과제 목표 - 아래 기록에서 "leaf"라는 단어가 들어 있는 줄을 모두 찾아 돌려주세요. 대문자와 소문자는 구분합니다.

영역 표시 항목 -
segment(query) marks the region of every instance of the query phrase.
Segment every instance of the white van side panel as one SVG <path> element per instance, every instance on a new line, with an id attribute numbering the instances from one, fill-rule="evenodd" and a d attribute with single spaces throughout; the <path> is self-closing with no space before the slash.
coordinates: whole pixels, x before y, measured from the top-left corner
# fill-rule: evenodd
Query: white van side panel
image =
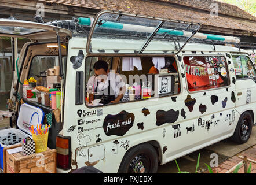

...

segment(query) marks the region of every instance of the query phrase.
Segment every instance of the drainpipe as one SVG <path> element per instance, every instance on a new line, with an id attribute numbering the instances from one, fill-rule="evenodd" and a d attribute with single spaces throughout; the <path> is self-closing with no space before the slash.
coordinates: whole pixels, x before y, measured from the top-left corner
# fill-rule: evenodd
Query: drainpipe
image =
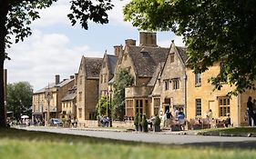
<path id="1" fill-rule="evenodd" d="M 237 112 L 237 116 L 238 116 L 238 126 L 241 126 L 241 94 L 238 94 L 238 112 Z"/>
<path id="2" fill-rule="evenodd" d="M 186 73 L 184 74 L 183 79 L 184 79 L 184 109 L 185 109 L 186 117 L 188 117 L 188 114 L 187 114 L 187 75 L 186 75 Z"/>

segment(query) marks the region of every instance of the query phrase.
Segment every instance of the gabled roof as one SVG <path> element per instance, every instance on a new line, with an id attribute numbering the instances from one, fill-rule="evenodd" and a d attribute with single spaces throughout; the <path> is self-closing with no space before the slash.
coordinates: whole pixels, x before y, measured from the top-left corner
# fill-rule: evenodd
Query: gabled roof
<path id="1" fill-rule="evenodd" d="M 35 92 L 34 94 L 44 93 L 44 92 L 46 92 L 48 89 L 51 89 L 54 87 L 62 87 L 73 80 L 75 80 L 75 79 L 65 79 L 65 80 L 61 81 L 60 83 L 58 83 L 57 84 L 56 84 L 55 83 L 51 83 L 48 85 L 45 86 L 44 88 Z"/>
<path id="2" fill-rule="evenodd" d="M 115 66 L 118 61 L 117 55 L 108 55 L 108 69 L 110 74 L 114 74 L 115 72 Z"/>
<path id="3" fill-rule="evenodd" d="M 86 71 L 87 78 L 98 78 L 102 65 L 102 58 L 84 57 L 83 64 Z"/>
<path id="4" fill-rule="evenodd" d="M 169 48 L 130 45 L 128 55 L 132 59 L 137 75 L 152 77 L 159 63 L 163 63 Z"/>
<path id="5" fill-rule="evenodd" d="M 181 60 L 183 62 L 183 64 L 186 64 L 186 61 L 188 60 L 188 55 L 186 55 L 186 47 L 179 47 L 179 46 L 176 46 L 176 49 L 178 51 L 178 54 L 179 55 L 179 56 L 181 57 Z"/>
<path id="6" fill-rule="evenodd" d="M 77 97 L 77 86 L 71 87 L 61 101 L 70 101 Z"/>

---

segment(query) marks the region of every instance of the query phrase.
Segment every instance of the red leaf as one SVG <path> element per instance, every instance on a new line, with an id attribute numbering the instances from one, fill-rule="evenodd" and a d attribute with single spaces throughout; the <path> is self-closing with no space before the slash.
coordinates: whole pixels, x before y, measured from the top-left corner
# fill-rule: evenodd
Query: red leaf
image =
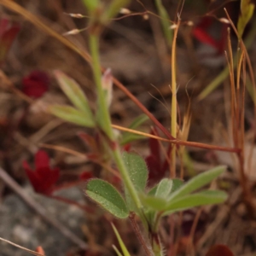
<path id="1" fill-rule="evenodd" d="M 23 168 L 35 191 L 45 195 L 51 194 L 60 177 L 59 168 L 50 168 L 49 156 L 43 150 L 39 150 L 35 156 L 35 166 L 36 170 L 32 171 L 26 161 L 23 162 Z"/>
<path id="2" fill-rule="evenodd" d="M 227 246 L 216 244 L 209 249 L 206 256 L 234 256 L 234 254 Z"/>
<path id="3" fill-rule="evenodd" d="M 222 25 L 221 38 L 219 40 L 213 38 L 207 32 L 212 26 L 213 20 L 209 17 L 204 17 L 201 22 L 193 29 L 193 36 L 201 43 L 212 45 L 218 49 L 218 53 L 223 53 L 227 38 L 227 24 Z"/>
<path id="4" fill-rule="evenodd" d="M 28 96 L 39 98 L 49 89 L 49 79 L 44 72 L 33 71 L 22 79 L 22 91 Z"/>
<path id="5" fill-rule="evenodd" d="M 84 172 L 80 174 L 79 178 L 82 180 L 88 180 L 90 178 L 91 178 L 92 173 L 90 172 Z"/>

과제 정답 -
Segment every instance of the red leaf as one SVG <path> element per instance, every instance on a new line, with an id attribute numbering the instances from one, fill-rule="evenodd" and a d attribute with single spaces throughout; the <path> is self-closing with no space before the slash.
Query: red leaf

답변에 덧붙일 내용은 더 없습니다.